APPLY WHAT YOU READ:
A) From the employment law update, copy the passage starting at "Perhaps less likely" and ending at "was subsequently dismissed.".
B) According to the employment law update, why is there a clear risk of delay to various employment law-related matters? Answer in one to three sentences.

TEXT SEGMENT:

------------------------------------------------

The calling of the (imminent) general election on 8 June resulted in Bills not passed by the dissolution date lapsing, and statutory instruments not passed needing to be reconsidered by Parliament after the election.

There is therefore a clear risk of delay to various employment law-related matters, such as the Finance Bill, which included provisions on the taxation of termination payments to employees and various other private members’ bills, such as the Gender Identity (Protected Characteristics) Bill, which sought to replace the existing protected characteristic of ‘gender reassignment’ under the Equality Act 2010 with ‘gender identity’.

Also, should Labour win the election, it is likely Jeremy Corbyn will repeal the Trade Union Act 2016, increase the national minimum wage to £10 an hour for most workers, introduce additional bank holidays and ban zero-hour contracts.

Perhaps less likely employment law-related outcomes of the election would be the Green Party’s introduction of a three-day weekend and UKIP’s ban on wearing face coverings in public places.

Attitude to organisational change

Many managers will be tasked with enacting decisions they might not personally agree with, but can managers’ poor attitude to organisational change be sufficient to justify their dismissal? A recent case Court of Appeal case, Adeshina v St George’s University Hospitals NHS Foundation Trust and Others, concerns a manager who disagreed with organisational change and was subsequently dismissed.

Ms Adeshina was unhappy with proposed changes to the way pharmacy services were delivered at Wandsworth Prison, where she was Head of Pharmacy Services. She was ultimately dismissed, upheld at appeal, with her employer relying on her alleged unprofessional behaviour during a meeting about the proposal, and alleged failure to support and lead the change.

Despite some procedural issues being identified, the Court of Appeal did not interfere with the Tribunal’s finding, upheld at the Employment Appeal Tribunal, that Adeshina’s dismissal was fair. The behaviour of Adeshina was sufficient to justify her dismissal.

The case raises a number of interesting points, largely by way of confirmation of established principles, which serve as useful reminders to employers:

  • Procedural defects can be remedied on appeal, but should, of course, be avoided in the first instance and it may be sensible to approach any appeal where defects have been identified in earlier stages as a re-hearing.
  • Difficulties in identifying appropriate appeal managers are recognised by tribunals, but care must always be taken to try and ensure adherence to the ACAS Code of Practice and any departure will require careful explanation.
  • The ‘calling-in’ letter should ensure that employees facing potential disciplinary action know why they are required to attend a disciplinary hearing. An overly formulaic approach is not required. It may be possible to rely on issues discussed at an investigatory stage when considering whether the employee knew the case to answer. Care should be taken to ensure that the calling-in letter, so far as possible, is adequately detailed.

Fishy goings-on in Manchester

It was recently reported that employees at a Manchester call centre were allegedly subjected to the odd ritual of having (presumably) dead squid lowered onto their faces in the event of poor sales performance.

This clearly raises a host of potential concerns, not least whether the use of squid was condoned as a bona fide performance management technique, but, joking aside, this story adds to a good deal of recent negative press coverage about employment law-related matters. Readers will easily recall, among others, recent stories about zero-hours contracts, Uber, Sports Direct and a temporary receptionist obliged to wear high heels.

“Remember there are many ‘good news’ stories out there that do not often attract media attention”

Accordingly, this month’s employment law update ends with a note of caution, namely to ensure that, as responsible employers, you do not become disenchanted with negative HR and employment law stories. Remember there are many ‘good news’ stories out there that do not often attract media attention. So, although it is always important to highlight and act upon poor employment practices, it is equally important to focus on the positive aspects of employment.

------------------------------------------------

SUPPLIED INFORMATION:
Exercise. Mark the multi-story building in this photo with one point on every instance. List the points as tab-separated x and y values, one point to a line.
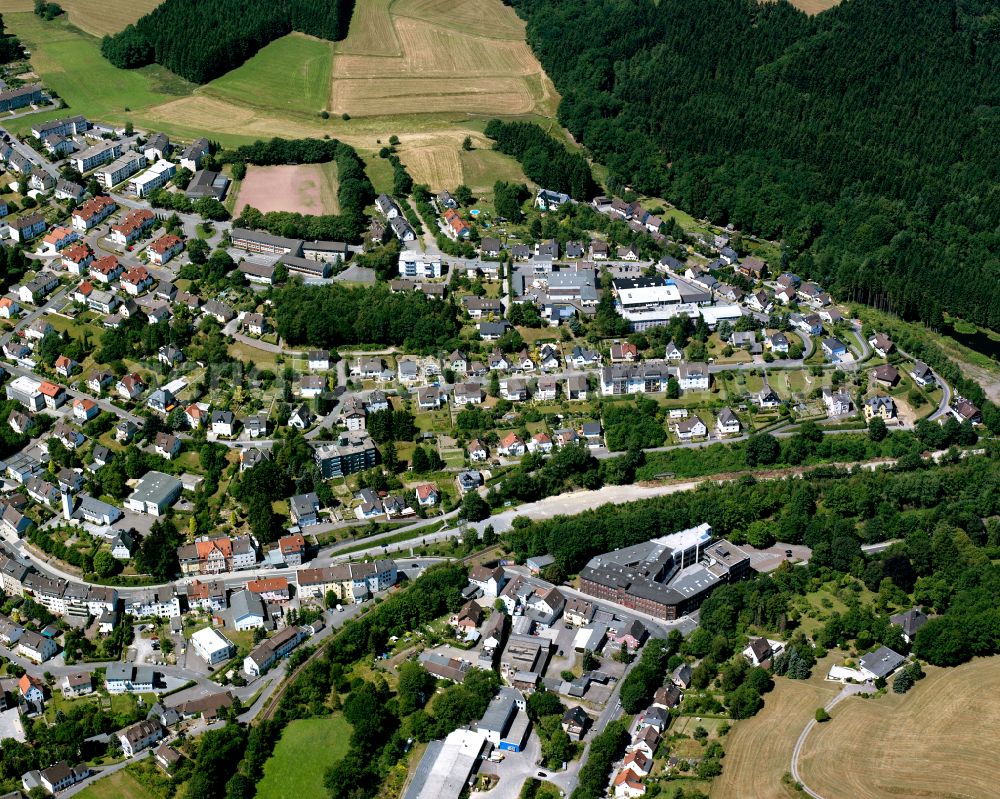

------------------------------------------------

COMPLETED EXERCISE:
A)
Perhaps less likely employment law-related outcomes of the election would be the Green Party’s introduction of a three-day weekend and UKIP’s ban on wearing face coverings in public places.

Attitude to organisational change

Many managers will be tasked with enacting decisions they might not personally agree with, but can managers’ poor attitude to organisational change be sufficient to justify their dismissal? A recent case Court of Appeal case, Adeshina v St George’s University Hospitals NHS Foundation Trust and Others, concerns a manager who disagreed with organisational change and was subsequently dismissed.

B) The calling of the general election on 8 June meant that Bills not passed by the dissolution date lapsed. Statutory instruments not passed by then had to be reconsidered by Parliament after the election. This puts matters such as the Finance Bill and the Gender Identity (Protected Characteristics) Bill at risk of delay.